Exercise aim =>
Can you reproduce all of the material below word for word, leaving out the pictures?

Given records =>
begin

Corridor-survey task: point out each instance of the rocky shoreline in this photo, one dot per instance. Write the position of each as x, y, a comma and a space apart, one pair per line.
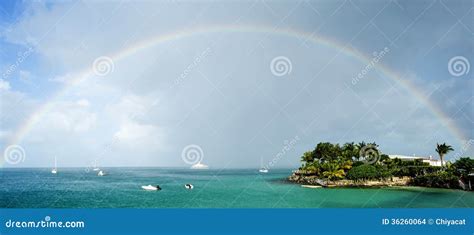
306, 179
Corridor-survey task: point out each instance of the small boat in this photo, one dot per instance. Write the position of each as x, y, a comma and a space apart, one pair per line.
311, 186
262, 169
199, 166
96, 168
55, 169
151, 188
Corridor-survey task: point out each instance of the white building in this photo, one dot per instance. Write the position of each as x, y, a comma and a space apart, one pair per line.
429, 160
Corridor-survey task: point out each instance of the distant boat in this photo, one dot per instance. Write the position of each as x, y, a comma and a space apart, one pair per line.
55, 169
200, 166
96, 168
151, 188
262, 169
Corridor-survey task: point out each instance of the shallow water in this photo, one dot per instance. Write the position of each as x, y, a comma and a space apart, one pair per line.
237, 188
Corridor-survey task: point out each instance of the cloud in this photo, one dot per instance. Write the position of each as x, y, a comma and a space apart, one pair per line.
229, 103
4, 85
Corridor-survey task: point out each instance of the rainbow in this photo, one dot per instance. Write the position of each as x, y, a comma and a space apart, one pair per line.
177, 35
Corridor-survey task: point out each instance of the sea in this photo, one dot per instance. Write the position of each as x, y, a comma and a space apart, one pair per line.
213, 188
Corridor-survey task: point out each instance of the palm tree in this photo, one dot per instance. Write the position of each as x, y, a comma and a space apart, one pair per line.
443, 149
332, 171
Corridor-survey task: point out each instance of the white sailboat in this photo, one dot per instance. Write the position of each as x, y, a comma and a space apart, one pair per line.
262, 169
55, 169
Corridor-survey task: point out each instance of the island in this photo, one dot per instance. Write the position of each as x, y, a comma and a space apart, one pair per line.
364, 165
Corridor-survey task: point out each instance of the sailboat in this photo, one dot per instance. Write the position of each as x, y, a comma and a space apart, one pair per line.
262, 169
55, 169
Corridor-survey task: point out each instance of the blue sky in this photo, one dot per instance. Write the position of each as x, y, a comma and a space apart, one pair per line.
217, 90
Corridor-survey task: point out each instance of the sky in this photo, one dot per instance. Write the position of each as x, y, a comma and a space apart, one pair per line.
231, 83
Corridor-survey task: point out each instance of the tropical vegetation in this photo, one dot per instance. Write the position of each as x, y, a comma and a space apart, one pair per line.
363, 162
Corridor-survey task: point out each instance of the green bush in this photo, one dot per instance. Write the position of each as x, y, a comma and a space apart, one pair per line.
441, 179
362, 172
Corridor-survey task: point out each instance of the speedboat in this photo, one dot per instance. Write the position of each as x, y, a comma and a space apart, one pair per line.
151, 188
55, 169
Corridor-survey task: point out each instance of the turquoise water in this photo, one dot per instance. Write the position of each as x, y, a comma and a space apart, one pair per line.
76, 188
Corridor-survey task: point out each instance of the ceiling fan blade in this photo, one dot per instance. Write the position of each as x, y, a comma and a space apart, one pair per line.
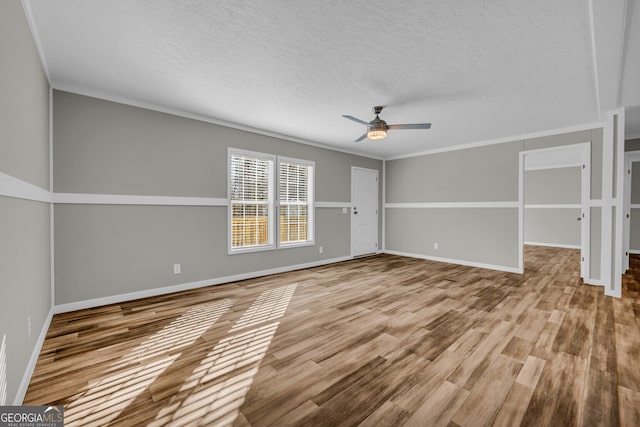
361, 138
411, 126
362, 122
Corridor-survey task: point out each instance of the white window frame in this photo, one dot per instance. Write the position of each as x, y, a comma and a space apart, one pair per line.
310, 241
271, 244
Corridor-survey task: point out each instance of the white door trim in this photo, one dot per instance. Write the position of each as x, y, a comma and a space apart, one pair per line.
352, 234
584, 150
630, 157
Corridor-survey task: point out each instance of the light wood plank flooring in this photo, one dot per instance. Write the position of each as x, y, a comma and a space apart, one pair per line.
380, 341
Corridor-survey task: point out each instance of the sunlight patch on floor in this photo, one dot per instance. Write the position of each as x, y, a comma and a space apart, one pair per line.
106, 399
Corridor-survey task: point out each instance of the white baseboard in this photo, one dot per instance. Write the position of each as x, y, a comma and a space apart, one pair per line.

end

Correct result =>
Corridor-survey task: point out each instance of the rocky shoreline in this photo, one dot per instance. Write the position of each as x, y, a comma and a space apart, one pair per line.
306, 179
Corridor-survey task: point out each instance of the small boat in this photo, one dot per instance. Write the position of each as x, y, a comma and a space apart, one pair per line.
311, 186
262, 169
199, 166
96, 168
55, 169
151, 188
Corridor-survey task: point out each instance of the white building in this photo, one dot per instance. Write the position of each as x, y, a comma and a space apart, one pair per line.
429, 160
Corridor-survey task: point out each instance of the distant boat in this photo, one dot per instance. Write the position of each as x, y, a comma and a space apart, one pair per line.
55, 169
200, 166
96, 168
151, 188
262, 169
Corridor-survey task: point out each instance of the shallow water in this photo, one dot per instance. Write the position of each as x, y, a comma and a space apart, one pair per line.
237, 188
Corridor-survey task: point out each instance of the cloud in this photo, one dot per instance. Write the position of each as x, y, a comma and a space apart, one pair per line.
229, 103
4, 85
Corridor-survey task: point out each instance of the rainbow in this photo, one dot per instance. Write the position of each as x, y, a comma and a space apart, one pair per line.
177, 35
Corridor-survey task: point out each instance of the sea in this photo, one dot per instance. Write the position of each as x, y, a comma and a space apart, one pair per line.
213, 188
Corridor-survey task: point out each instance of the palm tree in this photo, one dot per instance. Write the position of each as x, y, a comma and a space apart, one pair per line.
443, 149
332, 171
Corridor-survey task: point out each instance of the white sailboat in this photo, one dot per instance. Write the position of each as x, y, a comma and a space apart, one pair per line.
262, 169
55, 169
Corridor-survey task: point out each instance of the island in this photo, one dot per instance. Write the position of each as x, y, a comma and a space apart, one pair per line.
364, 165
Corridor-survey task: point out each instance of the sailboat in this photo, one dot per instance. Write the position of each as x, y, a comma and a space apart, one pair per line.
262, 169
55, 169
Corridor-survey task: point out each instance of the blue sky in this photo, one dot per instance. Write the position of each as x, y, a comma and a space apart, one pair per line.
217, 90
Corridor-survey task: point out each instance of the sky in this photo, one dot per instance. Write the position of each as x, y, a comma and a space apart, one pair per line.
231, 83
Corridor-survey task: point out each instance of the tropical vegetation in this photo, one dot per instance. Write the position of each as x, y, a comma and a space apart, one pair per line.
363, 162
Corridor-survey task: point out each instance of the green bush in this photo, one dot per instance. Write the position of each as x, y, a comma and a space apart, one pair per line.
441, 179
362, 172
Corridor-survey task: point out each instance of the speedboat in this photo, one dot per instance. Write the position of each as x, y, a comma and a space apart, one pair per line.
151, 188
55, 169
Corridor-survey task: point out each instance of the turquoise water in this photo, one dot per instance. Write the position of each as x, y, a comma and a space apart, one pair per line.
76, 188
Corridor-survey task: point out each instance of the ceiling fan blade in this photo, one dot per instance. Write the position of each as x, y, a comma and a space apart, one pair per line.
361, 138
411, 126
362, 122
Corridor-survey task: point out each instance of the white window frame in this photo, one dot per instance. Write the position of each as x, y, a comma and a space apart, one pair per line.
310, 241
271, 244
Corridor-survey task: point out each instance of the white door trim in this photo, one dot per instance. Write the position of each as x, y, a comma and a space apart, one pair per line.
352, 234
584, 150
630, 157
Corridor-survey task: point out each instance of the light wood plank flooring in this photo, one dot per instance. Write the position of each as x, y, a comma and a space apart, one pair per line.
380, 341
Corridor-survey task: point out each instance of the sunlight patch on floor in this photo, one dot per instance. Write the position of each as x, y, a comma and a space apart, one pair per line.
106, 399
Corridor-survey task: point out each instance of the white baseboard in this photo, one dot per instance. Write the position of each as x, y, a comma and a space apart, one pair per line.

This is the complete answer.